◆ SHORT TASK ◆
Which lines in the records below contain the word "evergreen"? List every one of them in full.

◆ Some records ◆
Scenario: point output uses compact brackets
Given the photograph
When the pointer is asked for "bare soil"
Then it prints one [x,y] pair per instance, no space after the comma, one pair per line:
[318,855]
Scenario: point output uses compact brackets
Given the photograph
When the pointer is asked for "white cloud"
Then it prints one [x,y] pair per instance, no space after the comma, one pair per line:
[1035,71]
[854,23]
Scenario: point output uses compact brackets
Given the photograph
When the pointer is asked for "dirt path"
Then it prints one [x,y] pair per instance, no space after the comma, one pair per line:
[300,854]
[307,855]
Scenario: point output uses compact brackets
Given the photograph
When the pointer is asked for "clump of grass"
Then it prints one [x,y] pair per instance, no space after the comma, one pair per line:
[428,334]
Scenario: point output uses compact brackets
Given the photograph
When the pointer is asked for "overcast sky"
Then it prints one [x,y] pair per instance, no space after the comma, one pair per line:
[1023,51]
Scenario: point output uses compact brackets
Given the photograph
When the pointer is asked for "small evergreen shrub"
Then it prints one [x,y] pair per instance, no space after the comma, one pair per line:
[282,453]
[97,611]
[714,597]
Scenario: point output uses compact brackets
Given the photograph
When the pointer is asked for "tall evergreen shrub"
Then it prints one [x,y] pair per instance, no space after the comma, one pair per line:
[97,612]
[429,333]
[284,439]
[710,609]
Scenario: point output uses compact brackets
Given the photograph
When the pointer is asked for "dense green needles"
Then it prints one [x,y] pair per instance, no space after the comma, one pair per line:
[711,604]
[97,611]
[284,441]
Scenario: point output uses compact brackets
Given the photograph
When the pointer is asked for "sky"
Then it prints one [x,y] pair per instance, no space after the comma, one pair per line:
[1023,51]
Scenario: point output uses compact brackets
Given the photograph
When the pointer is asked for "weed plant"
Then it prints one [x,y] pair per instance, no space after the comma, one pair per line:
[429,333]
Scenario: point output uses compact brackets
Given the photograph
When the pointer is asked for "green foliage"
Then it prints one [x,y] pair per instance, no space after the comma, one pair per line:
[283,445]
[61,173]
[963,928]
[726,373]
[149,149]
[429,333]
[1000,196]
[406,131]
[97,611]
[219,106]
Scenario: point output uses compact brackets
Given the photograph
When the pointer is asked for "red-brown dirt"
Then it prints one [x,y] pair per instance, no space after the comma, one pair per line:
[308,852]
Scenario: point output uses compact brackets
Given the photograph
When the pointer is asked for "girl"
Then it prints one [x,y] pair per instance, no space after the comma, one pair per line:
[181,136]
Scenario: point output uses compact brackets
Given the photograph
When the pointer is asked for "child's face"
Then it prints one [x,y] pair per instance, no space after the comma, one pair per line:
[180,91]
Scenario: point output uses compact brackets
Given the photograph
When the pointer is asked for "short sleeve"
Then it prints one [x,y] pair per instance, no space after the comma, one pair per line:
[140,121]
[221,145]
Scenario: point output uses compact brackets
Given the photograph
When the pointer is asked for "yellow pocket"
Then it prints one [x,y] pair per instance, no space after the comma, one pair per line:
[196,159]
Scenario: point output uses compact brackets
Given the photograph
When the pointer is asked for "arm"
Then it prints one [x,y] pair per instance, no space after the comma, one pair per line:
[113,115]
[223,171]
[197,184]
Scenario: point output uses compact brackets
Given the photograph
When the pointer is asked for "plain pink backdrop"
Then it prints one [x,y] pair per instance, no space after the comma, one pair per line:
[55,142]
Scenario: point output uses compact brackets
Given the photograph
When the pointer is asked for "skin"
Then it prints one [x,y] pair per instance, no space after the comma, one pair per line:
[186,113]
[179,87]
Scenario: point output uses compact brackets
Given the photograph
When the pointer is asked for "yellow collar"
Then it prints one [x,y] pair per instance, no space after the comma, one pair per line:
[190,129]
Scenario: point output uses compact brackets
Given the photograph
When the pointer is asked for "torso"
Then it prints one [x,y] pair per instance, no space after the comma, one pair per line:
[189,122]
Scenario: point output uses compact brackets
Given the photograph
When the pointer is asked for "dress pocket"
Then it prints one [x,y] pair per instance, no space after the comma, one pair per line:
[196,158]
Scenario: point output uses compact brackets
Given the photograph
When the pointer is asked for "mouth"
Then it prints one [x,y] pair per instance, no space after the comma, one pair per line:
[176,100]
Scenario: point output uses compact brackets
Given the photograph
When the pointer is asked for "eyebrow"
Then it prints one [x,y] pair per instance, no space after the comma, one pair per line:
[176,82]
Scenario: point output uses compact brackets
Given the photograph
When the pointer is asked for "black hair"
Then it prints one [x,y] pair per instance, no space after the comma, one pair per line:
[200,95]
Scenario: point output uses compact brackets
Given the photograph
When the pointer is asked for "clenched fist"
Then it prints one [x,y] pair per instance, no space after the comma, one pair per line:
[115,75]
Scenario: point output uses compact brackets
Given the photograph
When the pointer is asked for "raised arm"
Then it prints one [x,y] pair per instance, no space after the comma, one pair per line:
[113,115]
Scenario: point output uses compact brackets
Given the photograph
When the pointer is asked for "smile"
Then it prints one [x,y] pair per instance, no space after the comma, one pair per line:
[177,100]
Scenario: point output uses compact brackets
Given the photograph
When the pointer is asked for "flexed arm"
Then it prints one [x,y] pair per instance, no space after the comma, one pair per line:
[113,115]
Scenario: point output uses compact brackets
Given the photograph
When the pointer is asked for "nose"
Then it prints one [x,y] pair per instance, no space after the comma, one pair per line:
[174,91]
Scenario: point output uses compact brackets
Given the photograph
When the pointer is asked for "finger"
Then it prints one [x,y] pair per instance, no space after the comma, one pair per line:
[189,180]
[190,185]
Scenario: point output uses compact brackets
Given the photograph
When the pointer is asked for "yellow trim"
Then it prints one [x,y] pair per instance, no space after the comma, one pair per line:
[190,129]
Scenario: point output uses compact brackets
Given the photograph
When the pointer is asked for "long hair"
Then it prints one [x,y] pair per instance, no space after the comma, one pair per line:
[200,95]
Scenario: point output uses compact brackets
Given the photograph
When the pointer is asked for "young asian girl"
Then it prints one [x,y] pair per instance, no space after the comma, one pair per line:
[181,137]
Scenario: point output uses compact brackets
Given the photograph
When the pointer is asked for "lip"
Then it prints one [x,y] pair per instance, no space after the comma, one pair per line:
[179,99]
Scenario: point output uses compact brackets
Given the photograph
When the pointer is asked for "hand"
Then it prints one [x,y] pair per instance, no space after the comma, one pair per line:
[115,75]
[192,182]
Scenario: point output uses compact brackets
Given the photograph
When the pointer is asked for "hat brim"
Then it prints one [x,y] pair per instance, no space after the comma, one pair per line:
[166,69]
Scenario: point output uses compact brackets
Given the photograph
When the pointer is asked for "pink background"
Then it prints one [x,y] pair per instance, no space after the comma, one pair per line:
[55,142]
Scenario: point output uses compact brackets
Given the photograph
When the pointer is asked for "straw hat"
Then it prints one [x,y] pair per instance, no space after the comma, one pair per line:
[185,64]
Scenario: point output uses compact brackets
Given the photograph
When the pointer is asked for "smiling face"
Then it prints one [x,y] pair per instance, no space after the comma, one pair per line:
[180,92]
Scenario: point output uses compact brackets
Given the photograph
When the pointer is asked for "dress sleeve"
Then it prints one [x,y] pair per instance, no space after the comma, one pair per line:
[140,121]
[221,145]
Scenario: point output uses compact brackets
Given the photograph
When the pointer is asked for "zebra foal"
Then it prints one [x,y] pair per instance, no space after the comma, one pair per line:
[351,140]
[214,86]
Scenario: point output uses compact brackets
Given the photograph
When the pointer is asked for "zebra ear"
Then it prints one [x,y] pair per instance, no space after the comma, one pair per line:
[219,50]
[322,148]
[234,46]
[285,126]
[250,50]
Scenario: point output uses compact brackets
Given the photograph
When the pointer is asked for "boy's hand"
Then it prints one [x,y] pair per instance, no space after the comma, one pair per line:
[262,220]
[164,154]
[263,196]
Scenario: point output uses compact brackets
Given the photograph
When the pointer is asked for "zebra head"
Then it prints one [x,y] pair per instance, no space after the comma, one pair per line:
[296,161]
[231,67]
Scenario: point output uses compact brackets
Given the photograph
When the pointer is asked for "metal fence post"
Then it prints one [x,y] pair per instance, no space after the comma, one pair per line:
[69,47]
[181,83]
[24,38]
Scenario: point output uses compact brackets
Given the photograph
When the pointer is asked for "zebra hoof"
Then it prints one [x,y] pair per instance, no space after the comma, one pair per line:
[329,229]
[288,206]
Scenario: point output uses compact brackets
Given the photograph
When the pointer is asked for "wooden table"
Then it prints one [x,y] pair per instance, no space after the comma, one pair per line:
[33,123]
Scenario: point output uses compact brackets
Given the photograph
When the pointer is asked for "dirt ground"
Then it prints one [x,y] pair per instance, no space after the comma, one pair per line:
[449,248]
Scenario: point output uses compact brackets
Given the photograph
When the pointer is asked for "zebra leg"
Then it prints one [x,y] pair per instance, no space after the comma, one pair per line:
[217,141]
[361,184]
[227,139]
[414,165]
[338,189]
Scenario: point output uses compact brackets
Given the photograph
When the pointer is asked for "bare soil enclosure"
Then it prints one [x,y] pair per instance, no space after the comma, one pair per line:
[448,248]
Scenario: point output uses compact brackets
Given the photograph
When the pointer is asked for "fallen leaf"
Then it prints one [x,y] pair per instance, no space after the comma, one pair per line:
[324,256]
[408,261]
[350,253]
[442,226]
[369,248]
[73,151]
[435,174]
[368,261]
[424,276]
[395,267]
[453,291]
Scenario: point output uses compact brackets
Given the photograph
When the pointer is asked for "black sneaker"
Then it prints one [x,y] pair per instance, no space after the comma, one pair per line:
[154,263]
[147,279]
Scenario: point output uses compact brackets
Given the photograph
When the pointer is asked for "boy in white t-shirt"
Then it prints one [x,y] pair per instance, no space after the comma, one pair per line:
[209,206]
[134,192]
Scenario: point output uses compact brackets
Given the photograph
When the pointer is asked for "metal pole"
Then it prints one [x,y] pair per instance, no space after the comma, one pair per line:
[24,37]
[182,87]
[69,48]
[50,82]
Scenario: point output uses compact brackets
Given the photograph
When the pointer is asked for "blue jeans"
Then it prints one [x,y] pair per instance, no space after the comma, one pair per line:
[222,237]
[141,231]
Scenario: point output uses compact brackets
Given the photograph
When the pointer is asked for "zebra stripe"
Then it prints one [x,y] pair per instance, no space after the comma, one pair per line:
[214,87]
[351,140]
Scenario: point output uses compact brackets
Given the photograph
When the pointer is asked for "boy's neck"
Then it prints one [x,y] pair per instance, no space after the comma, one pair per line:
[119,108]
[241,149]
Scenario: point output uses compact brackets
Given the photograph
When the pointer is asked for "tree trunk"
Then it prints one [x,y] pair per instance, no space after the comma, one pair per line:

◆ ANSWER FOR THIS EXERCISE ◆
When the pointer is asked for "small evergreen shrub"
When the pointer is asked for "tall evergreen shrub"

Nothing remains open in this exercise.